Records for the task —
* BEGIN *
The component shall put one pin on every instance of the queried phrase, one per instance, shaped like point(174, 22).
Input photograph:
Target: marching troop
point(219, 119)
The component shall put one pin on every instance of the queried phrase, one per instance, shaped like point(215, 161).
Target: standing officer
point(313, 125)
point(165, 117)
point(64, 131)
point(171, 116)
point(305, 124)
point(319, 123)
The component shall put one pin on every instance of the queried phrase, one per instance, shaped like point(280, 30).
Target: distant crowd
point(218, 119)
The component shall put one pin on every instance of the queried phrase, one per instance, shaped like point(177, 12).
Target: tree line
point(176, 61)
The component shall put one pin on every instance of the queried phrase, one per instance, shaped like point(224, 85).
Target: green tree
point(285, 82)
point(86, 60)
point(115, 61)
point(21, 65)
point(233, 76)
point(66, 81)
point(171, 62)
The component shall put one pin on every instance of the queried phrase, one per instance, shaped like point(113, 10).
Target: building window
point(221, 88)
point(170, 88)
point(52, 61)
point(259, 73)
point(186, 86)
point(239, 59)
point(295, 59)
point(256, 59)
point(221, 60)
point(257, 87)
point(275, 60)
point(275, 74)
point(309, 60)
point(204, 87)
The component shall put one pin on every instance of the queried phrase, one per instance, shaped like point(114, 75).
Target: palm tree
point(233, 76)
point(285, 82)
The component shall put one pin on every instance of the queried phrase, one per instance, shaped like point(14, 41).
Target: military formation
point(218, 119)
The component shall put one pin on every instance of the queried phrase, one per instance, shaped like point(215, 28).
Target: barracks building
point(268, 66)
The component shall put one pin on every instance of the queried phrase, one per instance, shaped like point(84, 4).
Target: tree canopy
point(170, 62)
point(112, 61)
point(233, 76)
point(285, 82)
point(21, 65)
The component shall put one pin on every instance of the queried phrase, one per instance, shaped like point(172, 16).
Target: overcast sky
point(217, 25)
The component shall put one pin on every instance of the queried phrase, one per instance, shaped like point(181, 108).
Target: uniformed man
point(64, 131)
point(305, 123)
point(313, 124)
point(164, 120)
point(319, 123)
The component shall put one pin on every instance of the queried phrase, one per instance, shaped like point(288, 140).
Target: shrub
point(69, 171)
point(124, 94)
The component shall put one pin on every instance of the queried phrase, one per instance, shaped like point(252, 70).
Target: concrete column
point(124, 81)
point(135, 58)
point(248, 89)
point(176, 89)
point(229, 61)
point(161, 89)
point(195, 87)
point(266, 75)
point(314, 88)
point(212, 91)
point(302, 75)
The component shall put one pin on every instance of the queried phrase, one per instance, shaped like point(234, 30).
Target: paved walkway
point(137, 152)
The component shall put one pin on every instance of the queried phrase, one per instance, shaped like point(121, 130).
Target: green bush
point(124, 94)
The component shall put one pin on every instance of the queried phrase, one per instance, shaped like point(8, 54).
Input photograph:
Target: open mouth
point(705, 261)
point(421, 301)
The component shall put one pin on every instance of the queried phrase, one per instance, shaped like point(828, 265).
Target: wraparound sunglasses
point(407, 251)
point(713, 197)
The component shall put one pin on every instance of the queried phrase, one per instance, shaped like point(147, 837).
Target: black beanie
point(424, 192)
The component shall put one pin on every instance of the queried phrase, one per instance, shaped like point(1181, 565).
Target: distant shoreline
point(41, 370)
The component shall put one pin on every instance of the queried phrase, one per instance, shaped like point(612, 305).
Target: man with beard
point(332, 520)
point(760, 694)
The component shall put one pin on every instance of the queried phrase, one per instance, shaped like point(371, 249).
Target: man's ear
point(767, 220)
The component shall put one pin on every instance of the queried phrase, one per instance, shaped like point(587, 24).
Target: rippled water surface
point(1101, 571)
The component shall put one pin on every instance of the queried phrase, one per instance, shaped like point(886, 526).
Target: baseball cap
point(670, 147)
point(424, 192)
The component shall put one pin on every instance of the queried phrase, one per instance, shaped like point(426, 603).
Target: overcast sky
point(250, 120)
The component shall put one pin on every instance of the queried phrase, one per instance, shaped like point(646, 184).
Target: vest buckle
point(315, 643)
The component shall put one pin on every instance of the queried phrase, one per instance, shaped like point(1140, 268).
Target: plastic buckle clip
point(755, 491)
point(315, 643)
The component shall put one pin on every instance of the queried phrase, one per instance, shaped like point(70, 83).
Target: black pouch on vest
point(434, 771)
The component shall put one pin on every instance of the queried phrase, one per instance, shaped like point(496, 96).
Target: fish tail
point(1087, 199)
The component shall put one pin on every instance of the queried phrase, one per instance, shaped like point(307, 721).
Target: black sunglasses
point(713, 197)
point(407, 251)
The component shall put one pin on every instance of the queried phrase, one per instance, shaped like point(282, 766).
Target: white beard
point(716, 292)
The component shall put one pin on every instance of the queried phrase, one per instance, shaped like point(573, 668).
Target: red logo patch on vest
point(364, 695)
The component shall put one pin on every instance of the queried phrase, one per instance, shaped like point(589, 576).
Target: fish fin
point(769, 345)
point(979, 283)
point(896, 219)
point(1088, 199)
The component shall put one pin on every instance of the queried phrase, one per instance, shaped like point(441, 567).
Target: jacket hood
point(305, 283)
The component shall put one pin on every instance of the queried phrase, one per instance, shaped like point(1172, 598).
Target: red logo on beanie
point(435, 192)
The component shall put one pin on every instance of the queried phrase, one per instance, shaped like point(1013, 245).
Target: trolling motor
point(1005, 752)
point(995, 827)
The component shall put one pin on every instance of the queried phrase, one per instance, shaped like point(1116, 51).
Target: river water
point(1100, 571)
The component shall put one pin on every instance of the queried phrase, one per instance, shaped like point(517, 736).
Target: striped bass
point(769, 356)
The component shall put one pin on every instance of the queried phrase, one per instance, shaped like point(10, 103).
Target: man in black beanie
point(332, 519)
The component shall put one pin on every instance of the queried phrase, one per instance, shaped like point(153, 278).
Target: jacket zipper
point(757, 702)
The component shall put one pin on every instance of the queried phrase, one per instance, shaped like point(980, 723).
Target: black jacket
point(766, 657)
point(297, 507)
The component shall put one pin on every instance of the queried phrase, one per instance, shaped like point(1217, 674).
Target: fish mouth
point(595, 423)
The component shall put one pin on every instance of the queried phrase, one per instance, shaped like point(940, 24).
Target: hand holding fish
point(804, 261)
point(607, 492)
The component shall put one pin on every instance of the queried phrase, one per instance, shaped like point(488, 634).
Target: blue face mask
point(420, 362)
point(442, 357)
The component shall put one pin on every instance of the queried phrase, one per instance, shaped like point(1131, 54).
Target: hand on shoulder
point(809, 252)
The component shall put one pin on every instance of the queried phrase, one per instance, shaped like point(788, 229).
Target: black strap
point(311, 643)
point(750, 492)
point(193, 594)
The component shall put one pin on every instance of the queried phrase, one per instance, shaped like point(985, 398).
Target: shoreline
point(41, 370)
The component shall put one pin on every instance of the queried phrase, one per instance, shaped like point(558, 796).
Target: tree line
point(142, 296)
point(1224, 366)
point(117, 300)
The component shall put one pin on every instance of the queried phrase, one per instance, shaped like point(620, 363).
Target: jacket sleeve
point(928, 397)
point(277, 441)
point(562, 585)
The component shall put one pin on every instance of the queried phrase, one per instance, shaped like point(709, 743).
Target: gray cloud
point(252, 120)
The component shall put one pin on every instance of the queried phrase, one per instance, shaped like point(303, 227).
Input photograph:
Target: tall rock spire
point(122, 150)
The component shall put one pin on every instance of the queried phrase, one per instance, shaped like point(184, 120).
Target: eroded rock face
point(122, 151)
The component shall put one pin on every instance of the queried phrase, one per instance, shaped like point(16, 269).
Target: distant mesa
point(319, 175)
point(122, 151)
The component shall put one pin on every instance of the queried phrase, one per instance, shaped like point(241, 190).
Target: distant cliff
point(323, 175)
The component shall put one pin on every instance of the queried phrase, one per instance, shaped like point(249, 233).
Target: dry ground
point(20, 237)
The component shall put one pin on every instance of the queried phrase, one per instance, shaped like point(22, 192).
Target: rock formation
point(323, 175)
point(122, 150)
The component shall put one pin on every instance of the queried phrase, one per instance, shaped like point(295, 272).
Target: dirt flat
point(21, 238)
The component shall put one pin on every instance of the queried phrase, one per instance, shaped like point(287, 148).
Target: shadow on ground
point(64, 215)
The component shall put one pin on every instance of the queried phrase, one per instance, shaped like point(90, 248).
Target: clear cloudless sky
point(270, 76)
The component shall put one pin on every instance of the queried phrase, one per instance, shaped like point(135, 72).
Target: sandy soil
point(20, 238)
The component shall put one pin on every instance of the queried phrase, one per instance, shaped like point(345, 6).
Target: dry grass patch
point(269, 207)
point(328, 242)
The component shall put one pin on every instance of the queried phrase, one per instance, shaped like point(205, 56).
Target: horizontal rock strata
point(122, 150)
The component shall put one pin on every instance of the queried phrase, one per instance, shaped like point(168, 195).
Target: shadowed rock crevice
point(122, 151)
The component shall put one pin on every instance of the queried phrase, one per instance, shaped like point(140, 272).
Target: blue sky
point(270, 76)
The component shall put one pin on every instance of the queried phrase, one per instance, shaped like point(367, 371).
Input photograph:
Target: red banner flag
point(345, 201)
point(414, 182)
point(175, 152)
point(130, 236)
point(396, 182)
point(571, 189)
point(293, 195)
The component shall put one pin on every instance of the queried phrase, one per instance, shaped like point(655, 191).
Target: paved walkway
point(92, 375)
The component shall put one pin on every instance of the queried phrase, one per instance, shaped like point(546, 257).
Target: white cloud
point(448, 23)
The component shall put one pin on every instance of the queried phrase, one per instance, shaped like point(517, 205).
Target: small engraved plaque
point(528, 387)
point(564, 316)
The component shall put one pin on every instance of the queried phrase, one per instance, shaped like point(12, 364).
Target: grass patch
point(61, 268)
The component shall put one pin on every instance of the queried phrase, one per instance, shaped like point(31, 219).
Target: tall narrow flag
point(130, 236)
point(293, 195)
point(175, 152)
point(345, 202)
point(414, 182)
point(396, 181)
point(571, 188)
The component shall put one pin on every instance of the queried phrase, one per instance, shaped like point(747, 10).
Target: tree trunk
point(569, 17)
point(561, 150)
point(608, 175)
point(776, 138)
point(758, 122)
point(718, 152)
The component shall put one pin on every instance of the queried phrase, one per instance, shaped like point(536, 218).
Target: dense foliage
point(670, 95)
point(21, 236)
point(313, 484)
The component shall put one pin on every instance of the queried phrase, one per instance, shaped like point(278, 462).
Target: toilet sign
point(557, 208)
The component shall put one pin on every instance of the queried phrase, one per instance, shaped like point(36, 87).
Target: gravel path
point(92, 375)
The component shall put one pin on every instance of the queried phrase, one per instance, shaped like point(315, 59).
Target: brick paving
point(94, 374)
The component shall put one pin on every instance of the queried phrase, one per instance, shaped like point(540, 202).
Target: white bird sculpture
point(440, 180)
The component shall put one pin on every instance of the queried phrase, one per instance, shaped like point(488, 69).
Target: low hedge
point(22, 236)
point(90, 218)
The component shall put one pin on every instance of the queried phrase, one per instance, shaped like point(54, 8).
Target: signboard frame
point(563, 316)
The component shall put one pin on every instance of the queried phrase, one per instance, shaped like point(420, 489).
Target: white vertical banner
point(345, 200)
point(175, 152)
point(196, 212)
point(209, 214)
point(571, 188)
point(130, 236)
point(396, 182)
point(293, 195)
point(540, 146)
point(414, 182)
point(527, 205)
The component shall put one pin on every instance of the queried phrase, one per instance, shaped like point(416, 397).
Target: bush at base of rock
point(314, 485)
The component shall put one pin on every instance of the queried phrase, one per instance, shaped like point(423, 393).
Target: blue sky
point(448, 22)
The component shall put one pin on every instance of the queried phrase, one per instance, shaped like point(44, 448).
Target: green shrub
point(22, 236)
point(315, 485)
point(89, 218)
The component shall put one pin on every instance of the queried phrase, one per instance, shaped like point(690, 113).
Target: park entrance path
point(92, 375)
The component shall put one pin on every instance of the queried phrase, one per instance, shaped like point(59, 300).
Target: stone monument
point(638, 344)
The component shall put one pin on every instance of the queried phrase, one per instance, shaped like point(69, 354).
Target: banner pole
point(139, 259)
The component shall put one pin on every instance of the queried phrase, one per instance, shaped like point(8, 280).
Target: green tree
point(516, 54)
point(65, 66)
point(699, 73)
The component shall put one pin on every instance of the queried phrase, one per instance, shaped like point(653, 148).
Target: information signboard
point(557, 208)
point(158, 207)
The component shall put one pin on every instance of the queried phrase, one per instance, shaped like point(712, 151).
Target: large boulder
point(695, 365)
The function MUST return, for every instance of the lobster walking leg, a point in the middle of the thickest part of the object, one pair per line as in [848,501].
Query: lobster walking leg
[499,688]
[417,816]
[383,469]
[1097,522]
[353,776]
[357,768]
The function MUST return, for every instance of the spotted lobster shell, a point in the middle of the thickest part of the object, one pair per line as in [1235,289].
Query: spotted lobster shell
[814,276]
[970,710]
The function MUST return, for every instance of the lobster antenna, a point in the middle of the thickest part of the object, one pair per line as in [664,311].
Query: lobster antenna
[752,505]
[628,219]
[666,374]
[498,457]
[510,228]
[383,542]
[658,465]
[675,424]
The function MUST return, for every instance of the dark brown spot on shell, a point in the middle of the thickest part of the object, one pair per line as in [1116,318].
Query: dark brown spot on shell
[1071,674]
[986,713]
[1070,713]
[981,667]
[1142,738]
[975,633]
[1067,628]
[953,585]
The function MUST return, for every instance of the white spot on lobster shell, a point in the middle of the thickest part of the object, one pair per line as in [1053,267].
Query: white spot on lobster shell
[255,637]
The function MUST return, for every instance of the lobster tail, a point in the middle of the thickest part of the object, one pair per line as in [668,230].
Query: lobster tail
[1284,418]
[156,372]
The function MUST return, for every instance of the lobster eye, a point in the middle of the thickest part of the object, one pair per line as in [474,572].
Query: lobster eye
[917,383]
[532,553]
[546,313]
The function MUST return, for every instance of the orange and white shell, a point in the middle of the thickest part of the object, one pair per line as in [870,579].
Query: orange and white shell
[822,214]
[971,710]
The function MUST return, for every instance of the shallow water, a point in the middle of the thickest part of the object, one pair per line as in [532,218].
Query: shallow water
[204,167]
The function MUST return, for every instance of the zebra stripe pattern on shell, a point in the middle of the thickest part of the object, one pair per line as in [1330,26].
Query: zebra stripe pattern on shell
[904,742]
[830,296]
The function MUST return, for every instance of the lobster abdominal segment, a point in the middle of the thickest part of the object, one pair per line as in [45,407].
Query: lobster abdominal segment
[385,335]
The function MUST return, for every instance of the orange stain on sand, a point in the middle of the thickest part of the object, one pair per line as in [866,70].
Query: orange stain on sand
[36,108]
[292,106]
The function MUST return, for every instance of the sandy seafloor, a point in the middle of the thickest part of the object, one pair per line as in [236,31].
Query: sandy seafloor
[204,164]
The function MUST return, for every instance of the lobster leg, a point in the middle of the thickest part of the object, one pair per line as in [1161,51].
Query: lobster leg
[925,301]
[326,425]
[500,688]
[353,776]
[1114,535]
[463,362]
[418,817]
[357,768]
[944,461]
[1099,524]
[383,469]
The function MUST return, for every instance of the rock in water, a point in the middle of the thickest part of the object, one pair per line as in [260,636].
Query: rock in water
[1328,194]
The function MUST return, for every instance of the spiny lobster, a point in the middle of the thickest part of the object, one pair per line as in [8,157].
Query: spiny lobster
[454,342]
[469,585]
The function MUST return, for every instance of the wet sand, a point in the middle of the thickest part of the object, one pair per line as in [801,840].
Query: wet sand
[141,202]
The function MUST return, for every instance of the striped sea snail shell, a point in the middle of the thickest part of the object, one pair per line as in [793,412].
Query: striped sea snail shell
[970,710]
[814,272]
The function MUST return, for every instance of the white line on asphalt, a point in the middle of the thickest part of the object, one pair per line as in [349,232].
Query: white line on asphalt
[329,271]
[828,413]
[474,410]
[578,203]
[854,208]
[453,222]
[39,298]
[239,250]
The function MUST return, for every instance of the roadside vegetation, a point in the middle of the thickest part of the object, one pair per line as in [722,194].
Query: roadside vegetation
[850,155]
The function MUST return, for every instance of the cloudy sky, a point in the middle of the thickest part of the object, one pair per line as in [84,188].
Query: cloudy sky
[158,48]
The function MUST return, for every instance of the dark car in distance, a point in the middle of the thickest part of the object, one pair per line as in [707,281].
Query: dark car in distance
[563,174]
* END *
Goal —
Starting at the line containing "like point(153, 278)." and ending at the line containing "point(809, 252)", express the entries as a Markdown table with columns Row and Line, numbering each line and leaving out blank lines.

Result —
| Row | Line |
|---|---|
| 1 | The component shall put one pin on every instance of the queried phrase, one per instance, shaped like point(153, 278). |
| 2 | Target: jacket zipper |
| 3 | point(757, 702) |
| 4 | The component shall put one pin on every instance of the queried phrase, one per instance, shaped like point(980, 723). |
| 5 | Target: black jacket |
| 6 | point(766, 657) |
| 7 | point(297, 507) |
| 8 | The component shall put one pin on every instance of the queried phrase, one per instance, shaped like point(1217, 674). |
| 9 | Target: fish mouth |
| 10 | point(595, 423) |
| 11 | The component shall put one pin on every instance of the queried phrase, one per instance, shaped like point(940, 24). |
| 12 | Target: hand holding fish |
| 13 | point(804, 261) |
| 14 | point(607, 492) |
| 15 | The component shall put one pin on every instance of the queried phrase, one per instance, shaped like point(488, 634). |
| 16 | Target: blue face mask |
| 17 | point(420, 362) |
| 18 | point(442, 357) |
| 19 | The component shall put one pin on every instance of the queried phrase, one per instance, shaped like point(1131, 54). |
| 20 | Target: hand on shoulder |
| 21 | point(809, 252) |